Ejercicios propuestos -
a. Indica si cada afirmación coincide con el fragmento seleccionado y justifica tu respuesta con una cita textual: (i) quien narra se acordó de guardar los libros la noche anterior al viaje; (ii) el trayecto, contando la escala en Madrid, sumaba doce horas; (iii) el prefacio de Civilizaciones le resultó interesante durante el vuelo.
b. Localiza en los registros todas las líneas que contienen la cadena "outlines" y cópialas.

___ Fragmento seleccionado

Descubrí la obra del profesor Fernández-Armesto volando hacia Venezuela. Si bien la noche anterior me encargué de preparar meticulosamente la maleta, check-list al uso, cuando salía por la puerta de mi casa, aún sin amanecer, recordé que no había metido algunos libros, siempre imprescindibles para las diez horas de avión, doce sumando la escala en Madrid. En menos de un minuto me aprovisioné de media docena de los últimos volúmenes llegados a mi biblioteca, entre ellos Civilizaciones: La lucha del hombre por controlar la naturaleza (Taurus, 2002). A 35.000 pies de altitud el prefacio no me resultó interesante. En cambio, la introducción acerca del afán civilizador, del proceso y del progreso, logró soslayar a Morfeo durante todo el vuelo. Las casi setecientas páginas de Civilizaciones fueron cayendo una tras otra antes de dos semanas. Posteriormente tuve contacto con el profesor Fernández-Armesto vía correo electrónico, cuando le planteé algunas posibles correcciones, menores, sobre el texto original, con alguna de las cuales se mostró de acuerdo.

______
___ Datos proporcionados

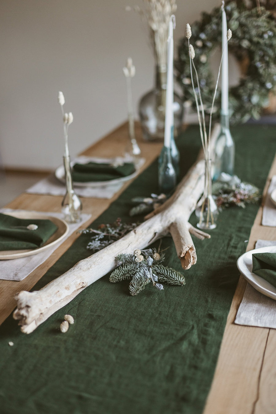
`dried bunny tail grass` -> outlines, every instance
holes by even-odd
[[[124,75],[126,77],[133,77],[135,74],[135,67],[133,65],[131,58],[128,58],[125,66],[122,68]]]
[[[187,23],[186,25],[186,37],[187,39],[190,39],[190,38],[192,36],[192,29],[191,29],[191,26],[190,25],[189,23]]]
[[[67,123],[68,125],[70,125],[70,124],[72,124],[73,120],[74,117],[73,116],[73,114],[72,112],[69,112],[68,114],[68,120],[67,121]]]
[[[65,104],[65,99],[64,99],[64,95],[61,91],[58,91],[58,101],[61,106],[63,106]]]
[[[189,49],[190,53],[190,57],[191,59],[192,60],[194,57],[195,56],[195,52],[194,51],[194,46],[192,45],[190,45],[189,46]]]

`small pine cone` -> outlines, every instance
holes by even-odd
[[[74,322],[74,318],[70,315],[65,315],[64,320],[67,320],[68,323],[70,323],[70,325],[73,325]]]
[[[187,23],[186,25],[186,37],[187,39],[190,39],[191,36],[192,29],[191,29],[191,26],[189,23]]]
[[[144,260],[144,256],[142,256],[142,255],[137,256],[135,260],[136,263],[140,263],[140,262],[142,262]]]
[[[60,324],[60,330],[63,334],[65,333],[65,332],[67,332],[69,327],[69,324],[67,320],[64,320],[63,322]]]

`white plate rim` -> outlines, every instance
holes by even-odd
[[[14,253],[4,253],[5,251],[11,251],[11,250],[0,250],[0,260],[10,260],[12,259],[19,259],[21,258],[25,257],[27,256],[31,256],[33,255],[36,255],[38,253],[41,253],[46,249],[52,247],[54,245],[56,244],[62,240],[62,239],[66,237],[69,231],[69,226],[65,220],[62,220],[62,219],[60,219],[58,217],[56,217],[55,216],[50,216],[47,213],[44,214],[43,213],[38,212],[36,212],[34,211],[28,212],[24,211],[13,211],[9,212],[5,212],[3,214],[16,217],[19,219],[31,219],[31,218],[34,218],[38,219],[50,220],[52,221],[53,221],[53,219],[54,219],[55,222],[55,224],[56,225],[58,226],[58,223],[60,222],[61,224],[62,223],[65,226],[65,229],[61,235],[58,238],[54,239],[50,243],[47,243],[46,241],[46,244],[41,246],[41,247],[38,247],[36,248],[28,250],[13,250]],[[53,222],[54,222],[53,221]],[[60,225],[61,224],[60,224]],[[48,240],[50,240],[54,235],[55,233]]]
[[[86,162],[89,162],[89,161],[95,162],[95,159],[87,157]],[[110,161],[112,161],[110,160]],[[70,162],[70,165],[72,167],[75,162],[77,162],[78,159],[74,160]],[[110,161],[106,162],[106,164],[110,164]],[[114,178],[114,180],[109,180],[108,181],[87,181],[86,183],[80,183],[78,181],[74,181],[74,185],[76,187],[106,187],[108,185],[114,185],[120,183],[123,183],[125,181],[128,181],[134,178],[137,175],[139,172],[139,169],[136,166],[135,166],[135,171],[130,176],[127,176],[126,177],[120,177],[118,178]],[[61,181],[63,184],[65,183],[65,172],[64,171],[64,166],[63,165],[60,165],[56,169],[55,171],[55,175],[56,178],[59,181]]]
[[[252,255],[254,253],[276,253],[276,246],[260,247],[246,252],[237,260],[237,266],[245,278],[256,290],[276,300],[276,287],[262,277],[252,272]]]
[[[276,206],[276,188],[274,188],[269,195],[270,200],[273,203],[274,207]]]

______
___ Datos proporcionados

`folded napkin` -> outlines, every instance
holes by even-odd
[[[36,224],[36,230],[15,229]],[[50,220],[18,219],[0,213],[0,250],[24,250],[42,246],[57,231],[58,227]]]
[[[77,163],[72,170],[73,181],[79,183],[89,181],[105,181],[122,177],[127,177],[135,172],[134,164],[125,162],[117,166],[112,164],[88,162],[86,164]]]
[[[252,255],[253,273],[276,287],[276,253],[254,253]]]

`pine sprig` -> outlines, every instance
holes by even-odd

______

Ejercicio resuelto -
a.
(i) No: "cuando salía por la puerta de mi casa, aún sin amanecer, recordé que no había metido algunos libros".
(ii) Sí: "doce sumando la escala en Madrid".
(iii) No: "A 35.000 pies de altitud el prefacio no me resultó interesante".

b.
`dried bunny tail grass` -> outlines, every instance
`small pine cone` -> outlines, every instance
`white plate rim` -> outlines, every instance
`folded napkin` -> outlines, every instance
`pine sprig` -> outlines, every instance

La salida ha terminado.